Lay out every line of the material below as a Markdown table with the columns "Row" and "Line", numbering the rows and leaving out blank lines.

-- -- --

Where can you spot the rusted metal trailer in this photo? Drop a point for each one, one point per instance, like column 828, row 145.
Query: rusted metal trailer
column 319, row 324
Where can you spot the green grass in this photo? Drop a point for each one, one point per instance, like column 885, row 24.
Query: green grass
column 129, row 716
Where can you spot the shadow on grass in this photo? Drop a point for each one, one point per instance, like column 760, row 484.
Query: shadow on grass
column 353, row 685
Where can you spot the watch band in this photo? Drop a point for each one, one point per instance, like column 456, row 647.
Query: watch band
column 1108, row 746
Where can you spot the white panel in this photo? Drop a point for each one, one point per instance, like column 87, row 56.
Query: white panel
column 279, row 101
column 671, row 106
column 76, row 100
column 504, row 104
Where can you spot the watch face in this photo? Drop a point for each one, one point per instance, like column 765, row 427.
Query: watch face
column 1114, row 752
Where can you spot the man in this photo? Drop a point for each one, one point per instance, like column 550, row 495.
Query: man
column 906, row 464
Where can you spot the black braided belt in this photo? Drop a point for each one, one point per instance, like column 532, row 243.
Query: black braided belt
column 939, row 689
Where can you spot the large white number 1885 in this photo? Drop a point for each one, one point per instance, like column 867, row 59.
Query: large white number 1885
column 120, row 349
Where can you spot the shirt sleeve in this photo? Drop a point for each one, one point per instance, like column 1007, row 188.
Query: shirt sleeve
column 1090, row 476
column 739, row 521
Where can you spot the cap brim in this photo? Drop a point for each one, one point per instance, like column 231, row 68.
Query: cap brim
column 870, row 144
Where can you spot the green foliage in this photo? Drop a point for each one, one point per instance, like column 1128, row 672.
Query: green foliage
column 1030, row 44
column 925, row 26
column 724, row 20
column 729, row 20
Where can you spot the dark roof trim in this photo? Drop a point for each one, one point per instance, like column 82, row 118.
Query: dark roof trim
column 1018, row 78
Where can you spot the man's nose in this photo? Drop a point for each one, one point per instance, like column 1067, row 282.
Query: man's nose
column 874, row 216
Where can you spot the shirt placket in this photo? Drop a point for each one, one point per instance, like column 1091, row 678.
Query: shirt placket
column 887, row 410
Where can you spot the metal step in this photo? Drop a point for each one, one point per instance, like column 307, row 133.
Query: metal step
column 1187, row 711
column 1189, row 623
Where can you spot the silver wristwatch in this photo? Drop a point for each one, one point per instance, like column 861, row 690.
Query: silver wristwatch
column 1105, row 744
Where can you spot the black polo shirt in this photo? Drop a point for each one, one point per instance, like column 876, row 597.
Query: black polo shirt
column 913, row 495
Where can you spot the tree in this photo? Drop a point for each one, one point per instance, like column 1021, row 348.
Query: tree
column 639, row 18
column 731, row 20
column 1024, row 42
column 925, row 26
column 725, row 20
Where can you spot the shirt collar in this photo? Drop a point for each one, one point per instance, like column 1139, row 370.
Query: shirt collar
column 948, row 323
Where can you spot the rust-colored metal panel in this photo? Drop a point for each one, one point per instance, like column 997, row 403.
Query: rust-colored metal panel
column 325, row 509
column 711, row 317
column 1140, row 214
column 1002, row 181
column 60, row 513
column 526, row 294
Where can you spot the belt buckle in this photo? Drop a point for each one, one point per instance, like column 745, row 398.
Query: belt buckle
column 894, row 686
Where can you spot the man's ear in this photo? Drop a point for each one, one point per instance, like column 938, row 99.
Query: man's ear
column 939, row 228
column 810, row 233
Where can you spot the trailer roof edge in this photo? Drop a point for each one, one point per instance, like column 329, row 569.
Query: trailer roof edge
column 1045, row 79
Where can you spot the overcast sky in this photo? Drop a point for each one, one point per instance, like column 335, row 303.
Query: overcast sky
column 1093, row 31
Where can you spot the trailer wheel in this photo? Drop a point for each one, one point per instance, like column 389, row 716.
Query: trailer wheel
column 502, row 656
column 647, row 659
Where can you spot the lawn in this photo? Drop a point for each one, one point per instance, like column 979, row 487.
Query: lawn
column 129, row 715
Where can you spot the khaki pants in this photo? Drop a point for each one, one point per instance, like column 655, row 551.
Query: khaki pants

-- -- --

- Answer to the problem -
| Row | Line |
|---|---|
| 1 | Where can you spot the rusted metal trailer in this photo? Drop a point for each one, one point per instance, like column 828, row 145. |
| 2 | Query: rusted metal trailer |
| 3 | column 319, row 324 |
| 4 | Where can you spot the green grass in this photo? Drop a point for each one, one point per instance, like column 885, row 24. |
| 5 | Query: green grass |
| 6 | column 129, row 716 |
| 7 | Where can you spot the shadow on grass in this photo? Drop a point for each one, one point per instance, like column 760, row 484. |
| 8 | Query: shadow on grass |
| 9 | column 353, row 685 |
| 10 | Where can you spot the watch band in this photo? Drop a point for each one, one point per instance, like column 456, row 647. |
| 11 | Query: watch band |
| 12 | column 1108, row 746 |
| 13 | Where can you spot the white panel in this photo? Drop a point for each one, one point per instance, like column 87, row 56. |
| 14 | Query: white panel |
| 15 | column 279, row 101 |
| 16 | column 671, row 106 |
| 17 | column 76, row 100 |
| 18 | column 504, row 104 |
| 19 | Where can you spot the watch face in this photo? Drop a point for each one, one point per instance, like column 765, row 427. |
| 20 | Query: watch face |
| 21 | column 1114, row 752 |
| 22 | Where can you spot the man in this photo? Drop a point for each one, one point per instance, like column 550, row 495. |
| 23 | Query: man |
| 24 | column 906, row 464 |
| 25 | Where can you spot the black braided belt in this photo? Drop a point for each one, one point per instance, like column 532, row 243. |
| 26 | Query: black braided belt |
| 27 | column 939, row 689 |
| 28 | Where can you spot the large white number 1885 in this photo? Drop a point for each one, one point per instance, like column 867, row 59. |
| 29 | Query: large white number 1885 |
| 30 | column 120, row 349 |
| 31 | Where can you spot the shirt sleeve in this photo? Drop a point for each one, one point per instance, like column 1007, row 188. |
| 32 | Query: shirt sleeve |
| 33 | column 1090, row 476 |
| 34 | column 739, row 521 |
| 35 | Where can you spot the cap brim in this photo? Drop a point for each one, one point per instance, like column 231, row 68. |
| 36 | Query: cap brim |
| 37 | column 870, row 144 |
| 38 | Where can you spot the green foliage in this photo? Drop a point for each one, one point per instance, like column 1128, row 672. |
| 39 | Query: green foliage |
| 40 | column 1030, row 44 |
| 41 | column 925, row 26 |
| 42 | column 724, row 20 |
| 43 | column 729, row 20 |
| 44 | Where can you spot the dark roof trim in this photo? Drop a point for each one, one point per instance, like column 82, row 118. |
| 45 | Query: dark roof trim |
| 46 | column 1018, row 78 |
| 47 | Where can you spot the man's nose in this photo? Drop a point for each one, one point per instance, like column 1067, row 282. |
| 48 | Query: man's nose |
| 49 | column 874, row 216 |
| 50 | Where can you spot the shirt placket in this photo? Drop a point for each one, one point per instance, like column 1091, row 678. |
| 51 | Query: shirt placket |
| 52 | column 887, row 410 |
| 53 | Where can you spot the metal step in this photo? Drop a point for each one, one point per instance, like column 307, row 133. |
| 54 | Query: metal step |
| 55 | column 1187, row 711 |
| 56 | column 1189, row 623 |
| 57 | Where can you spot the silver wristwatch in this photo? Drop a point for each one, one point per instance, like column 861, row 690. |
| 58 | Query: silver wristwatch |
| 59 | column 1105, row 744 |
| 60 | Where can you spot the black polo shirt in this photo? Drop a point for each one, one point per instance, like column 876, row 597. |
| 61 | Query: black polo shirt |
| 62 | column 913, row 495 |
| 63 | Where can you spot the tree in this photo? Drop a point for each one, one point per instance, like column 1021, row 348. |
| 64 | Query: tree |
| 65 | column 639, row 18 |
| 66 | column 731, row 20 |
| 67 | column 1024, row 42 |
| 68 | column 925, row 26 |
| 69 | column 725, row 20 |
| 70 | Where can you spot the shirt collar in this photo? Drop a point for each one, one point per instance, like column 1139, row 370. |
| 71 | Query: shirt collar |
| 72 | column 948, row 323 |
| 73 | Where can you spot the rust-colored metal panel in this photo? Drop a point for each one, one point per instance, like column 997, row 403. |
| 74 | Query: rust-colored metal panel |
| 75 | column 325, row 509 |
| 76 | column 711, row 317 |
| 77 | column 1140, row 214 |
| 78 | column 1002, row 181 |
| 79 | column 60, row 513 |
| 80 | column 526, row 294 |
| 81 | Where can you spot the belt buckle in this photo? Drop a point for each one, one point per instance, like column 745, row 398. |
| 82 | Query: belt buckle |
| 83 | column 894, row 686 |
| 84 | Where can you spot the man's ear in this photo? Drop a point for each one, one point per instance, like column 938, row 99. |
| 85 | Query: man's ear |
| 86 | column 939, row 228 |
| 87 | column 810, row 233 |
| 88 | Where can you spot the trailer roof edge in this photo? Drop a point for each one, one point per instance, like column 329, row 569. |
| 89 | Query: trailer roof edge |
| 90 | column 1045, row 79 |
| 91 | Where can you spot the overcast sky in this photo? Drop a point for each one, one point per instance, like column 335, row 303. |
| 92 | Query: overcast sky |
| 93 | column 1093, row 31 |
| 94 | Where can you spot the trailer wheel in this photo? Drop a point for each one, one point per instance, like column 389, row 716. |
| 95 | Query: trailer wheel |
| 96 | column 502, row 656 |
| 97 | column 647, row 659 |
| 98 | Where can you spot the lawn in this photo? Drop a point for each one, one point per instance, like column 979, row 487. |
| 99 | Query: lawn |
| 100 | column 129, row 715 |
| 101 | Where can you spot the khaki pants in this photo? Drop a point for each one, one point per instance, like column 655, row 551. |
| 102 | Query: khaki pants |